Copy every record below exactly as written, but leave out the pictures.

[Point labeling examples]
------------------------------

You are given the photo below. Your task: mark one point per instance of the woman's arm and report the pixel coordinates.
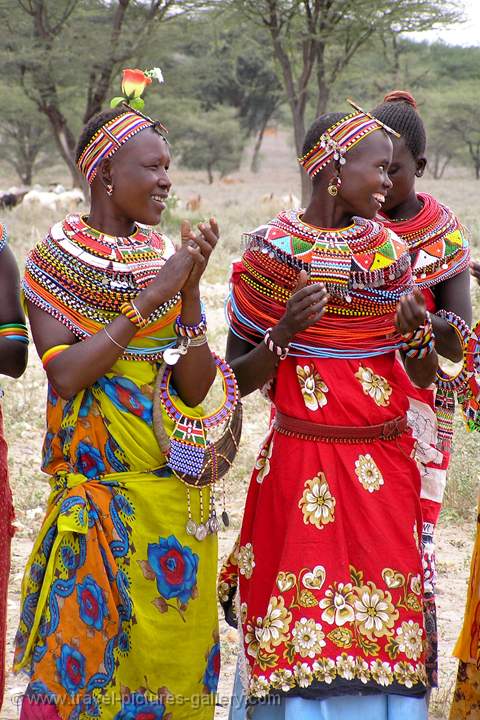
(452, 295)
(84, 362)
(13, 354)
(194, 372)
(255, 366)
(411, 313)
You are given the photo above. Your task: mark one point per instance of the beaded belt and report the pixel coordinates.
(306, 430)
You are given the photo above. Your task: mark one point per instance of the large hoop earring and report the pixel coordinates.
(334, 186)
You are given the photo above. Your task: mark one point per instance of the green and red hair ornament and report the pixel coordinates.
(117, 131)
(134, 83)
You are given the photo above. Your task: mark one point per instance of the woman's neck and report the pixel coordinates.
(405, 210)
(106, 221)
(326, 214)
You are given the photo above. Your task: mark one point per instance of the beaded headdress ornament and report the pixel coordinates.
(335, 142)
(117, 131)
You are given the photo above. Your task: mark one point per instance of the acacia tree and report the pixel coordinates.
(25, 139)
(65, 51)
(313, 41)
(464, 126)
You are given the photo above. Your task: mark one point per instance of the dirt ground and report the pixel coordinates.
(239, 203)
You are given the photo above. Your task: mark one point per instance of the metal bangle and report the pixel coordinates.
(122, 347)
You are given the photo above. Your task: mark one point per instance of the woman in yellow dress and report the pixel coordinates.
(118, 616)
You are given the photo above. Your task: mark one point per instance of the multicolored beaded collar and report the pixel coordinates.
(109, 138)
(335, 142)
(3, 237)
(438, 243)
(82, 277)
(365, 268)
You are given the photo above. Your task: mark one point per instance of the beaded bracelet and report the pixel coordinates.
(52, 353)
(191, 331)
(14, 331)
(273, 347)
(132, 313)
(420, 342)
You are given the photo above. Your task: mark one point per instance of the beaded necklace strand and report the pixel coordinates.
(82, 277)
(365, 269)
(437, 242)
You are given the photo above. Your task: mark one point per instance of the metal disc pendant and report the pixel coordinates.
(214, 526)
(191, 527)
(171, 355)
(201, 532)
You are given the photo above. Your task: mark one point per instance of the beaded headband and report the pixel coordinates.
(116, 132)
(335, 142)
(108, 139)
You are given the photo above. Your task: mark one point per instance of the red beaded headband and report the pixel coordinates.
(335, 142)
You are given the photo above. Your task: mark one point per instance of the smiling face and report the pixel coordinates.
(365, 180)
(139, 175)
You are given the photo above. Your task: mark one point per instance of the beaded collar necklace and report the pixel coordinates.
(82, 281)
(438, 243)
(365, 268)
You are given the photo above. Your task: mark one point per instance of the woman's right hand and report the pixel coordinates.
(173, 275)
(305, 307)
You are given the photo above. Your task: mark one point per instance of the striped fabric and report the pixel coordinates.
(108, 139)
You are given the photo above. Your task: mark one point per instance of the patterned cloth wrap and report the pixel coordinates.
(118, 616)
(439, 250)
(328, 560)
(6, 526)
(7, 517)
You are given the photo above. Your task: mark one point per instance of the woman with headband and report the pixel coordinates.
(118, 616)
(13, 360)
(440, 255)
(329, 568)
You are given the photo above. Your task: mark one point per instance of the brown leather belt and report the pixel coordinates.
(306, 430)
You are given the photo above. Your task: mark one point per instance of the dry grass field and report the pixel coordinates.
(238, 205)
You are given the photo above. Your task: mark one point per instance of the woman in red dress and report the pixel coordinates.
(329, 565)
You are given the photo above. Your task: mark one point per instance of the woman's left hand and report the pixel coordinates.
(200, 247)
(411, 312)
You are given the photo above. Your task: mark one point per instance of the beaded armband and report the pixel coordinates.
(273, 347)
(15, 331)
(52, 353)
(191, 331)
(133, 314)
(420, 342)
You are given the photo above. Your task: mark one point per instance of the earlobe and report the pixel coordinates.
(421, 165)
(106, 175)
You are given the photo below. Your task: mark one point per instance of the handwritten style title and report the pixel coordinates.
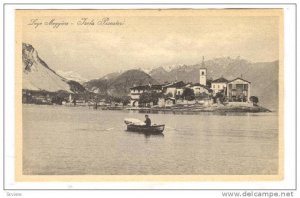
(58, 23)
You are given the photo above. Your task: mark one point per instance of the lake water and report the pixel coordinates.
(60, 140)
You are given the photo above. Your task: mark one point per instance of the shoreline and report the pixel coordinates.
(177, 109)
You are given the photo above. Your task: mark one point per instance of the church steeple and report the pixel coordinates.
(202, 71)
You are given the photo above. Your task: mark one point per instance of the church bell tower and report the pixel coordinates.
(203, 73)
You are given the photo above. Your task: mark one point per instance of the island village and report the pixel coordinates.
(206, 95)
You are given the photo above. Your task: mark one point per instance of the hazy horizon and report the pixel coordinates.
(151, 41)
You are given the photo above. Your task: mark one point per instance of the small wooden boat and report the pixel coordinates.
(138, 126)
(146, 129)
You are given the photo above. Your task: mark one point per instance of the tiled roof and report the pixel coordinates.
(239, 79)
(144, 87)
(220, 80)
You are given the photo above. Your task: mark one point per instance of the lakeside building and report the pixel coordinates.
(200, 89)
(238, 90)
(219, 85)
(174, 89)
(137, 91)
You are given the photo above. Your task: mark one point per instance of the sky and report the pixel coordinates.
(149, 41)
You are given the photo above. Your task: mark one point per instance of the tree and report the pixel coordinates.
(188, 94)
(220, 96)
(148, 97)
(254, 100)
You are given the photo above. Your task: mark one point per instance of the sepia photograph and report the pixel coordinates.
(182, 94)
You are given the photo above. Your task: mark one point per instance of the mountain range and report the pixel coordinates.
(37, 75)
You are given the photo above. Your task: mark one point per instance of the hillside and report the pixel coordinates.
(119, 84)
(38, 76)
(263, 76)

------------------------------

RESULT OF THE EXERCISE:
You are given the photo below. Your task: mark one point per instance of the woman's arm and report the pixel coordinates.
(452, 295)
(84, 362)
(13, 354)
(194, 372)
(255, 366)
(411, 313)
You are given the photo above. Your task: mark one point per instance of the beaded belt and report the pixel coordinates.
(306, 430)
You are given the photo above. Your task: mark one point per instance of the large hoop earring and report the pixel coordinates.
(334, 186)
You are given the photo above. Your task: mark one point per instance of the green and red hair ornament and report the pixel coordinates.
(117, 131)
(134, 83)
You are given the photo above. Your task: mark one point per instance of the woman's neck and report the pixel coordinates.
(405, 210)
(106, 221)
(326, 214)
You are given the photo above. Your task: mark one point per instance of the beaded headdress ornament and report the pixel coordinates.
(335, 142)
(117, 131)
You are given the photo above. Your task: mark one point per instance of the acacia tree and report the pixel coordinates.
(25, 139)
(65, 51)
(313, 41)
(464, 126)
You are given the photo above. Your task: mark one point per instance of the dirt ground and report the pixel coordinates.
(239, 203)
You are given the photo above. Your task: mark one point per instance of the metal bangle and report the pixel coordinates.
(122, 347)
You are given the photo above. Your task: mark one point per instance of the woman in yellow dress and report the pixel coordinates.
(118, 616)
You are given the photo above. Your task: mark one point per instance of the multicolored beaded collar and report the pixel coordinates.
(109, 138)
(335, 142)
(3, 237)
(438, 243)
(82, 277)
(365, 268)
You are given the photo above. Your task: mark one point per instance of the beaded bracelet and report the pixel coordinates.
(52, 353)
(191, 331)
(14, 331)
(273, 347)
(132, 313)
(420, 342)
You are given the photo above. Your task: mark one point per instance of the beaded necklace strand and report the pixel coordinates.
(82, 277)
(365, 269)
(437, 242)
You are given the photo above. Your task: mark one point per instance of the metal disc pendant and report the pixel coordinates.
(214, 526)
(191, 527)
(171, 355)
(201, 532)
You are given the photo above. Your task: mark one point per instance of the beaded headband and report the pixel coordinates.
(116, 132)
(335, 142)
(108, 139)
You are given the photo above. Your task: mark one point per instance of the red beaded headband and report the pixel coordinates.
(335, 142)
You are given the photo above. Your task: mark one point per instance of the smiling face and report the pixel coordinates.
(365, 180)
(139, 175)
You are given the photo above. Your task: mark one point per instance of the beaded collar necklace and report the pixel coordinates.
(82, 281)
(438, 243)
(365, 268)
You are given the photo above. Your task: mark one point per instance of the woman's right hand and report the pixel coordinates.
(173, 275)
(305, 307)
You are given the photo above. Your task: mark one point per instance of the striped fabric and report the pixel coordinates.
(108, 139)
You are given the photo above. Your task: mark one point per instance of the patterned cloth wrap and report the pixel coordinates.
(118, 616)
(439, 250)
(328, 560)
(6, 526)
(7, 517)
You are given the photo above. Your task: mark one point per instance of the woman with headband and report the pixel coordinates.
(118, 616)
(13, 360)
(440, 255)
(329, 568)
You are given the photo above. Your task: mark one point per instance of the brown leather belt and report the pixel coordinates.
(306, 430)
You are given the photo above. Your task: mark one point per instance of the dry grass field and report the pixel coordinates.
(238, 205)
You are given the photo above. Your task: mark one point per instance of the woman in red dress and report the pixel coordinates.
(329, 565)
You are given the photo above. Your task: mark one point per instance of the woman's left hand and report the pixel coordinates.
(200, 247)
(411, 312)
You are given the photo above. Your task: mark one point per instance of the beaded armband and report the pixel coordinates.
(273, 347)
(15, 331)
(52, 353)
(191, 331)
(133, 314)
(420, 342)
You are given the photo above. Your task: mark one point per instance of the earlobe and report the pixel coordinates.
(421, 165)
(106, 175)
You are given the photo below. Your task: mark one point per instance of the handwritten style title and report the pixel coordinates.
(58, 23)
You are given the photo above. Your task: mark one point per instance of the lake water and report the pixel coordinates.
(60, 140)
You are given the photo above. Your task: mark one point per instance of the shoreline and report the pixel coordinates.
(177, 109)
You are given the photo above. Your task: mark one point per instance of the church steeple and report the pixel coordinates.
(202, 71)
You are given the photo above. Your task: mark one point per instance of the church bell tower and report the pixel coordinates.
(203, 73)
You are given the photo above. Your task: mark one point per instance of the island village and report the pixel coordinates.
(206, 95)
You are given the photo above. Your task: mark one point per instance of the hazy horizon and report the pixel coordinates.
(151, 41)
You are given the photo above. Your task: mark one point per instance of the small wooden boat and report the pixel coordinates.
(138, 126)
(146, 129)
You are given the photo above. Your task: mark one point per instance of the tiled roof and report the pixel coordinates.
(239, 79)
(144, 87)
(220, 80)
You are given the photo above. Your task: mark one point per instance of the lakeside building and report the pixel coordinates.
(200, 89)
(238, 90)
(219, 85)
(174, 89)
(137, 91)
You are given the photo above. Your task: mark one point per instance of the sky and report the pixel coordinates.
(149, 41)
You are given the photo above. Your task: mark one point per instance of the tree and report the pixel coordinates.
(188, 94)
(220, 96)
(148, 97)
(254, 100)
You are given the photo above. Your task: mark one point per instance of the sepia photograph and report the pixel coordinates.
(182, 94)
You are given the photo above. Your task: mark one point per instance of the mountain range and report the pixel coordinates.
(37, 75)
You are given the photo above. Your task: mark one point per instance of the hillside and report the pixel coordinates.
(119, 84)
(38, 76)
(263, 76)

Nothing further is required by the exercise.